(Recorded data)
···

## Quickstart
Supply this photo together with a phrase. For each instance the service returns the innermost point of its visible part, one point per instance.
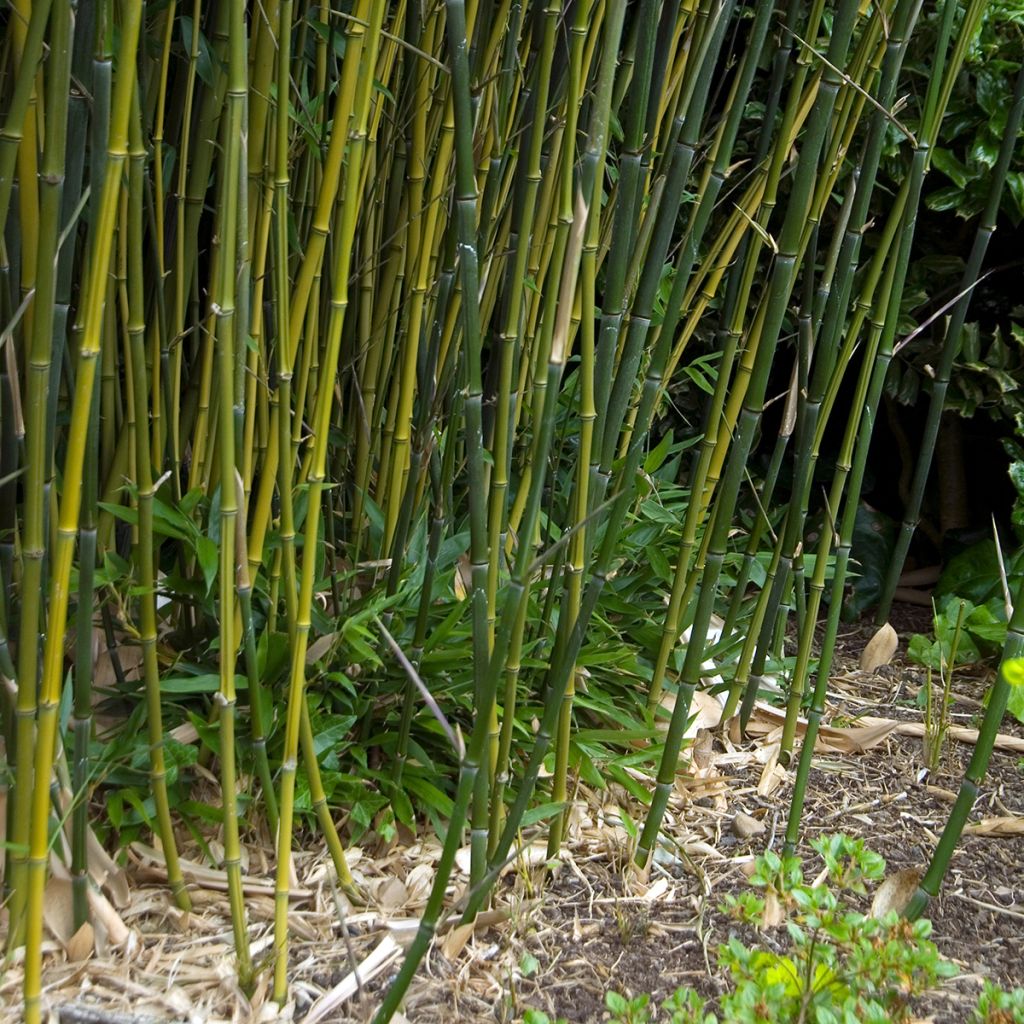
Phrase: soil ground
(559, 942)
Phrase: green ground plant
(385, 390)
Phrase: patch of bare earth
(559, 941)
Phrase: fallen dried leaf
(745, 826)
(895, 892)
(880, 649)
(999, 826)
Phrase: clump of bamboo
(378, 316)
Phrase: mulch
(559, 940)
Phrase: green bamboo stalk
(39, 368)
(93, 296)
(933, 109)
(950, 349)
(974, 777)
(775, 301)
(232, 223)
(361, 47)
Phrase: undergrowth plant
(806, 951)
(385, 390)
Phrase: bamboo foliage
(310, 311)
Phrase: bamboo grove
(346, 338)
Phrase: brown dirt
(595, 924)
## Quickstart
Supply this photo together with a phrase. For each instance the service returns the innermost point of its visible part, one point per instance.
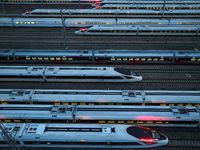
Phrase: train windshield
(140, 132)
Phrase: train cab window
(123, 71)
(137, 59)
(112, 59)
(161, 59)
(34, 58)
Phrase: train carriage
(170, 116)
(67, 74)
(83, 135)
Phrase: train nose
(139, 78)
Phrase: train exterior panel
(137, 57)
(174, 116)
(21, 73)
(134, 30)
(148, 6)
(109, 13)
(84, 135)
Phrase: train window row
(155, 8)
(134, 59)
(79, 13)
(135, 31)
(21, 1)
(164, 31)
(4, 22)
(16, 22)
(53, 58)
(101, 58)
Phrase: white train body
(83, 136)
(67, 74)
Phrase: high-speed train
(83, 135)
(67, 74)
(170, 116)
(99, 97)
(135, 30)
(112, 13)
(100, 56)
(148, 6)
(88, 22)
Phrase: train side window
(155, 59)
(149, 59)
(137, 59)
(161, 59)
(28, 58)
(33, 58)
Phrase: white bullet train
(83, 136)
(67, 74)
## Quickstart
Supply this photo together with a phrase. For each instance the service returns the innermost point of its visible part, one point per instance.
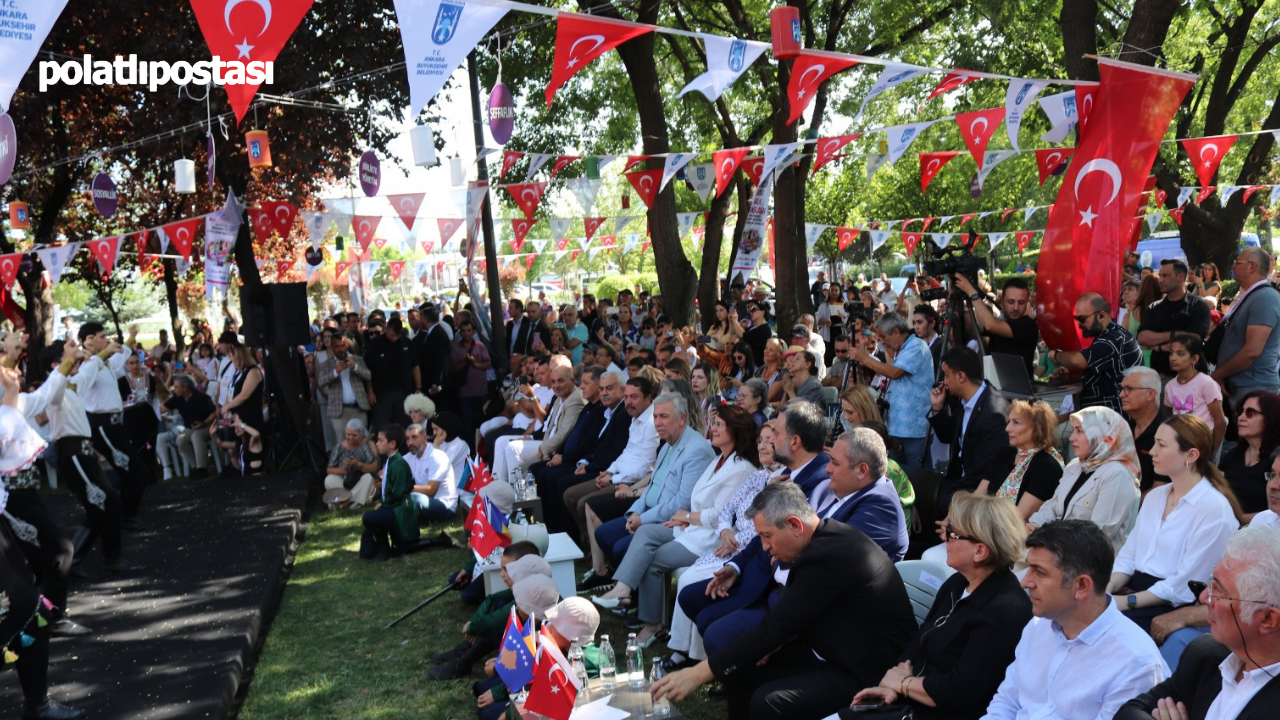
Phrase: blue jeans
(430, 510)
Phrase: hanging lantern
(18, 217)
(259, 149)
(184, 176)
(785, 23)
(423, 141)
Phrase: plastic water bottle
(635, 662)
(659, 706)
(608, 664)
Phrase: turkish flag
(910, 240)
(1050, 159)
(929, 165)
(182, 235)
(247, 32)
(554, 687)
(105, 249)
(1086, 237)
(753, 167)
(526, 196)
(726, 163)
(1206, 154)
(645, 183)
(520, 228)
(406, 206)
(280, 214)
(508, 159)
(808, 72)
(581, 39)
(977, 128)
(955, 78)
(365, 227)
(826, 149)
(448, 226)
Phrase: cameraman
(910, 378)
(1015, 333)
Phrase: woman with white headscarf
(1101, 482)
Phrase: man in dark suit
(970, 415)
(1233, 673)
(844, 619)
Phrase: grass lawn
(328, 656)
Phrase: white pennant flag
(874, 163)
(584, 191)
(703, 178)
(55, 259)
(900, 137)
(812, 232)
(878, 238)
(1061, 112)
(535, 163)
(890, 76)
(686, 222)
(1018, 99)
(672, 165)
(622, 222)
(560, 227)
(727, 58)
(438, 35)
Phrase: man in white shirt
(96, 382)
(1233, 674)
(1079, 657)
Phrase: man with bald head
(512, 452)
(1104, 363)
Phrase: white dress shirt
(96, 383)
(640, 452)
(1182, 547)
(1088, 678)
(1235, 695)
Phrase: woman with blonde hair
(1183, 525)
(1037, 465)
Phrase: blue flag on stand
(516, 655)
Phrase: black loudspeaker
(275, 314)
(289, 313)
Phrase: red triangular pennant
(581, 39)
(977, 128)
(645, 183)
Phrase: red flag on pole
(1086, 237)
(581, 39)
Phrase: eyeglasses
(952, 534)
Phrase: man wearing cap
(801, 378)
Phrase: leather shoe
(50, 710)
(68, 628)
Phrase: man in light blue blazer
(681, 461)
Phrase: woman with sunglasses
(1258, 428)
(955, 664)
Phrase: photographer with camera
(910, 376)
(1014, 332)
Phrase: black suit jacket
(1197, 682)
(845, 600)
(983, 451)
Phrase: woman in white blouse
(1101, 482)
(735, 531)
(1182, 528)
(680, 541)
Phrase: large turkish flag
(1088, 232)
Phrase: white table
(561, 554)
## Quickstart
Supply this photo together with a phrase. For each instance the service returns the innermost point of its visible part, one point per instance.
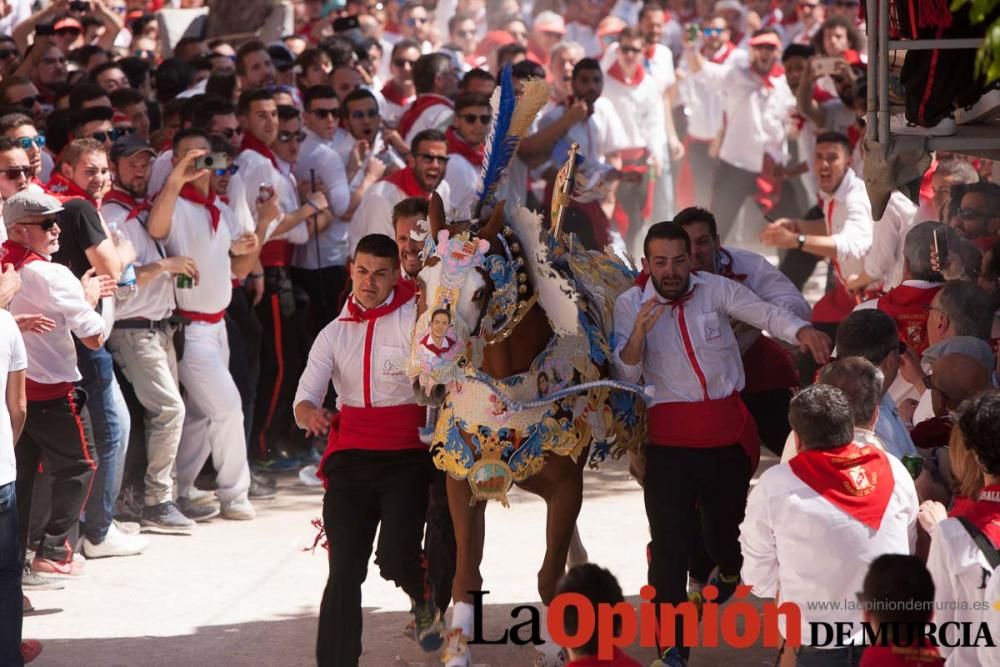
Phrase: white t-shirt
(12, 358)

···

To do: Please give the records again from the line with "Phrase: blue flag on stand" through the end of the records, keeping every line, and shift each point coordinate in the answers up by 125. Leave the pictures out.

The response:
Phrase: blue flag on stand
(641, 780)
Phrase: black loudspeaker
(400, 439)
(414, 438)
Phrase: red triangular pennant
(706, 164)
(1102, 253)
(770, 308)
Phrase: red flag on pole
(1211, 362)
(706, 164)
Phrase: eyeglasses
(1077, 659)
Phrase: man wearing cap
(926, 503)
Phrase: leather shoe
(175, 835)
(193, 753)
Phrase: man in light blue blazer
(806, 586)
Phrase: woman with sunglasses
(1383, 553)
(1080, 789)
Phrase: photographer with camera
(1035, 501)
(1139, 457)
Phrase: black suit jacket
(1322, 807)
(970, 725)
(1108, 576)
Phrase: woman in white blouse
(1226, 607)
(860, 656)
(1307, 653)
(805, 666)
Phrase: large turkish flag
(1213, 357)
Phrase: white table
(686, 679)
## Quickstart
Supply this photo together with a phrase. For each instance the service returns the innermost point of its visible part, one point per instance.
Phrase: white t-shirt
(137, 483)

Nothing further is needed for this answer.